◆ BLOK TEKS ◆
Sabtu, 18 September 2021

Menuju Puncak Penanjakan Gunung Bromo

Menuju Puncak Penanjakan Gunung Bromo
Oleh: Joyo Juwoto

Entah saya mulai dari kelokan yang mana, saat akan aku tuliskan kisah perjalananku serombongan menuju puncak Penanjakan Gunung Bromo. Perjalanan yang tentu sangat menyenangkan. 

Saya tak menghitung berapa jumlah kelokan yang harus ditempuh sebelum sampai pos dusun Tlogosari desa Tosari Pasuruan. Yang pasti ada dua kelokan yang Saya ingat, kelokan ke kiri, dan ke kanan, cuma itu diulang-ulang entah berapa kali. Soalnya bisa pusing jika Saya hitung jumlahnya. 

Itu belum kelokan yang harus kami tempuh via Jep dari homestay menuju puncak tujuan perjalanan kami di beberapa pos wisata. Yang paling ekstrim itu jalur dari lautan pasir. Tanjakannya membuat jantung berdebar. 

Awalnya kami serombongan memilih jalur Tumpang Malang, karena suatu hal kami pindah jalur lewat Pasuruan. Wah kayaknya tepat bisa sekalian sowan dan berziarah ke maqam mbah Yai Hamid Pasuruan. Mungkin nanti akan Saya tulis sendiri tentang ziarah saya ke beliau. 

Own ya, kami berangkat dari rumah sekitar jam 16.00 WIB,   dua mobil meluncur memecah jalanan yang cukup gerah, walau hari sudah sore. Masuk kota Pasuruan via jalur tol sudah cukup malam, hingga kami sampai di penginapan Tosari kurang lebih pukul 23.00 WIB. 

Di Tosari cukup dingin bagi kami yang terbiasa di tinggal di Tuban yang memiliki suhu udara lumayan panas. Kami harus menunggu pemberangkatan sekitar pukul tiga dini hari. Ya, kami menunggu di penginapan dengan istirahat  dalam balutan jaket tebal. Tidur.

Jam tiga pagi kami dibangunkan guide yang akan membawa kami ke puncak Bromo. Kami pun mempersiapkan diri. Ada beberapa lokasi yang akan dikunjungi, diantaranya puncak Penanjakan untuk melihat matahari terbit, lautan pasir, padang savana bukit Teletubbies, dan kawah Bromo.

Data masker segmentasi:
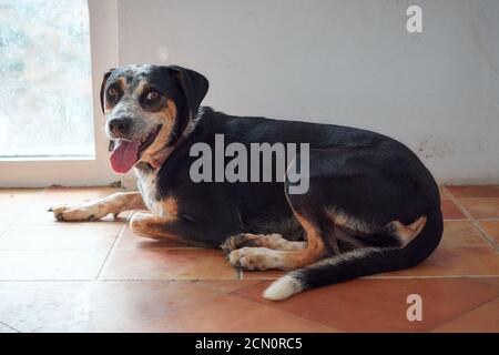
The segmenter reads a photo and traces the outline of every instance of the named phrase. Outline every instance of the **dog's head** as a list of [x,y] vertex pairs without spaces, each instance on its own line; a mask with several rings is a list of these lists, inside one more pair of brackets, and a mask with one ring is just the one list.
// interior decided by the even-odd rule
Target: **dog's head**
[[114,171],[125,173],[173,148],[193,124],[207,89],[202,74],[175,65],[126,65],[106,72],[101,106],[105,132],[114,141]]

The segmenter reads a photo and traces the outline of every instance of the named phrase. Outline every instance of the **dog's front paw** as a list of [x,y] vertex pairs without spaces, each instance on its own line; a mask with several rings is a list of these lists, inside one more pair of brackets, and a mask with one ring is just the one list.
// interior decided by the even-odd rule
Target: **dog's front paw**
[[256,234],[241,233],[227,237],[220,247],[225,254],[228,254],[232,251],[242,248],[243,246],[257,246],[255,243],[255,240],[257,239],[258,235]]
[[228,254],[231,265],[249,271],[264,271],[276,267],[276,251],[266,247],[243,247]]
[[95,221],[108,213],[96,204],[63,204],[49,209],[58,221]]

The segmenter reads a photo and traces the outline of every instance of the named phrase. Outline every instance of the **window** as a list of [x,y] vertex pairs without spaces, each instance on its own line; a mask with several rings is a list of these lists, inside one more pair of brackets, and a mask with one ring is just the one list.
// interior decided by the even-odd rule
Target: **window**
[[116,2],[0,0],[0,187],[120,180],[99,103],[118,65]]
[[0,158],[93,158],[85,0],[0,2]]

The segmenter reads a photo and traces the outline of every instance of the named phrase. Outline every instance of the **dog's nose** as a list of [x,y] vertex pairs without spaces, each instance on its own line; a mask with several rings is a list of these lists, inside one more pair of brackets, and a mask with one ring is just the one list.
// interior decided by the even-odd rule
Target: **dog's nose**
[[126,134],[132,125],[132,119],[112,119],[109,123],[109,130],[118,135]]

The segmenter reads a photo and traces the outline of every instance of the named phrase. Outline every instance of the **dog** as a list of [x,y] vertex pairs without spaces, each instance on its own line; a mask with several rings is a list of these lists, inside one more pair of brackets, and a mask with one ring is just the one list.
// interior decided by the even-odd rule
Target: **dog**
[[[54,206],[59,221],[128,210],[139,236],[221,247],[248,271],[285,270],[273,301],[375,273],[413,267],[438,246],[438,186],[403,143],[348,126],[234,116],[201,106],[208,81],[176,65],[126,65],[104,74],[101,105],[114,142],[111,165],[133,169],[138,192]],[[193,182],[196,143],[309,144],[309,189],[275,182]],[[297,156],[293,164],[299,164]]]

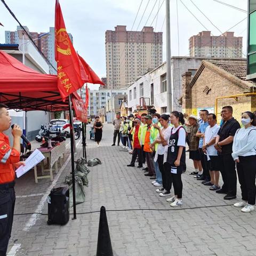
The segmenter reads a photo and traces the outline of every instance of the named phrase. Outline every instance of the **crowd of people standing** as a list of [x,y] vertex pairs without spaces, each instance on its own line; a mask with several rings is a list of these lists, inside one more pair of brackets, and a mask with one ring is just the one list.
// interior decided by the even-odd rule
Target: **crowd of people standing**
[[256,197],[256,118],[250,111],[243,113],[241,127],[233,111],[231,106],[222,108],[220,125],[216,115],[205,109],[200,111],[199,119],[177,111],[141,116],[135,113],[127,117],[117,114],[112,146],[117,137],[117,146],[121,141],[132,155],[127,166],[134,167],[137,161],[137,167],[153,180],[159,196],[168,196],[166,201],[174,207],[182,205],[187,143],[194,167],[189,174],[230,200],[236,198],[237,173],[242,200],[234,205],[250,212],[254,210]]

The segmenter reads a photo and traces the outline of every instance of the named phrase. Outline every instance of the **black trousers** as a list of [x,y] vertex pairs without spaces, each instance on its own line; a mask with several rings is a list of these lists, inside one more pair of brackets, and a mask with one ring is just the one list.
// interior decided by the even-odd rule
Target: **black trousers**
[[122,141],[122,143],[123,143],[123,145],[124,145],[125,147],[126,146],[126,145],[127,146],[128,146],[128,143],[127,143],[127,137],[121,137],[123,139],[123,141]]
[[[162,174],[162,180],[163,181],[163,187],[167,190],[165,188],[166,187],[166,177],[164,168],[164,155],[158,155],[157,156],[157,163],[158,163],[159,170]],[[171,184],[171,187],[172,185]]]
[[141,149],[142,151],[142,163],[145,164],[146,163],[146,155],[145,151],[144,151],[144,145],[141,145]]
[[120,138],[120,132],[119,132],[119,131],[118,130],[114,130],[113,144],[116,143],[116,136],[118,137],[117,145],[119,145],[119,143],[120,143],[120,139],[121,139],[121,138]]
[[242,191],[242,199],[249,204],[255,204],[256,186],[256,156],[239,156],[236,169]]
[[178,173],[171,173],[172,177],[172,184],[173,185],[173,190],[174,195],[177,195],[177,198],[181,199],[182,198],[183,183],[181,180],[181,174]]
[[236,173],[235,161],[231,155],[220,155],[220,169],[223,184],[222,190],[229,195],[236,195]]
[[139,158],[139,166],[142,166],[142,151],[141,148],[134,148],[132,152],[132,162],[131,164],[134,164],[137,156]]
[[200,154],[200,160],[203,168],[203,178],[205,180],[207,179],[210,180],[210,177],[208,165],[207,164],[207,156],[204,154],[202,148],[199,148],[199,154]]
[[145,152],[147,166],[148,168],[148,173],[151,175],[155,175],[156,172],[154,167],[154,159],[151,152]]
[[12,232],[15,200],[13,188],[0,187],[0,256],[5,256],[6,253]]
[[[160,170],[160,167],[159,169]],[[171,174],[171,165],[169,163],[164,163],[164,176],[165,177],[165,187],[163,187],[166,190],[170,192],[170,190],[171,190],[172,188],[172,177]],[[163,175],[162,176],[162,178],[163,182]]]

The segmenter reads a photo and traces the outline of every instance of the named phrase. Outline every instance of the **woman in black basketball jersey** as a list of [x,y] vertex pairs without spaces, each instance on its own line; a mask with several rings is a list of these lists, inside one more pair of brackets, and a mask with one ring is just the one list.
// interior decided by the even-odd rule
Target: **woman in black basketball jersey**
[[166,162],[164,164],[166,173],[172,181],[174,196],[166,199],[172,202],[171,206],[182,204],[182,181],[181,174],[186,168],[186,131],[182,125],[185,123],[182,113],[173,111],[171,113],[172,128]]

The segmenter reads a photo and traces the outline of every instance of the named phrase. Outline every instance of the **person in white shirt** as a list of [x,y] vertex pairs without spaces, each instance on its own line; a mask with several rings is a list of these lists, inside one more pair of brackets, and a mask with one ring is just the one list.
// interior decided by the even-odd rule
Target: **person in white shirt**
[[242,115],[244,127],[237,130],[234,137],[232,157],[236,169],[242,191],[242,201],[234,206],[243,207],[241,211],[250,212],[254,210],[256,197],[256,125],[255,116],[247,111]]
[[[162,188],[156,189],[156,192],[158,193],[161,193],[164,191],[164,189],[167,190],[166,189],[168,187],[171,187],[172,184],[169,185],[166,185],[166,182],[169,181],[167,180],[165,175],[165,172],[164,170],[164,155],[167,154],[167,145],[168,142],[169,141],[170,136],[171,135],[171,131],[172,127],[169,125],[169,121],[170,116],[169,115],[166,115],[163,114],[160,117],[159,122],[161,124],[162,127],[161,127],[157,124],[154,124],[154,127],[157,129],[159,131],[159,134],[157,136],[156,139],[153,143],[153,145],[154,145],[155,143],[158,143],[158,146],[156,151],[155,155],[155,158],[154,161],[155,162],[157,162],[159,166],[159,170],[162,173]],[[153,183],[155,186],[155,183]]]
[[220,166],[218,151],[214,148],[214,144],[220,126],[216,124],[216,115],[214,114],[209,114],[207,119],[209,125],[205,130],[202,149],[204,153],[207,155],[206,164],[210,170],[211,180],[203,184],[210,186],[210,190],[217,190],[220,189],[219,186]]

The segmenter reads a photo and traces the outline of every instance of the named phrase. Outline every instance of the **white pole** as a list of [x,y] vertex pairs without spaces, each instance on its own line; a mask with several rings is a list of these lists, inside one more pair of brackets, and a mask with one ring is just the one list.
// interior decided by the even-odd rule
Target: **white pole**
[[170,0],[165,0],[166,3],[166,96],[167,111],[172,111],[172,70],[171,67],[171,27],[170,25]]
[[112,101],[113,95],[112,95],[112,90],[113,87],[113,81],[112,80],[110,83],[110,100],[111,100],[111,123],[113,123],[113,103]]
[[25,35],[23,33],[22,36],[22,44],[23,44],[23,50],[22,50],[22,64],[25,65]]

◆ YANG DIKERJAKAN ◆
Salin bagian dari teks tentang perjalanan ke Puncak Penanjakan Gunung Bromo, mulai dari kata-kata "Entah saya mulai" sampai kata-kata "tentu sangat menyenangkan.".

◆ JAWABAN SOAL ◆
Entah saya mulai dari kelokan yang mana, saat akan aku tuliskan kisah perjalananku serombongan menuju puncak Penanjakan Gunung Bromo. Perjalanan yang tentu sangat menyenangkan.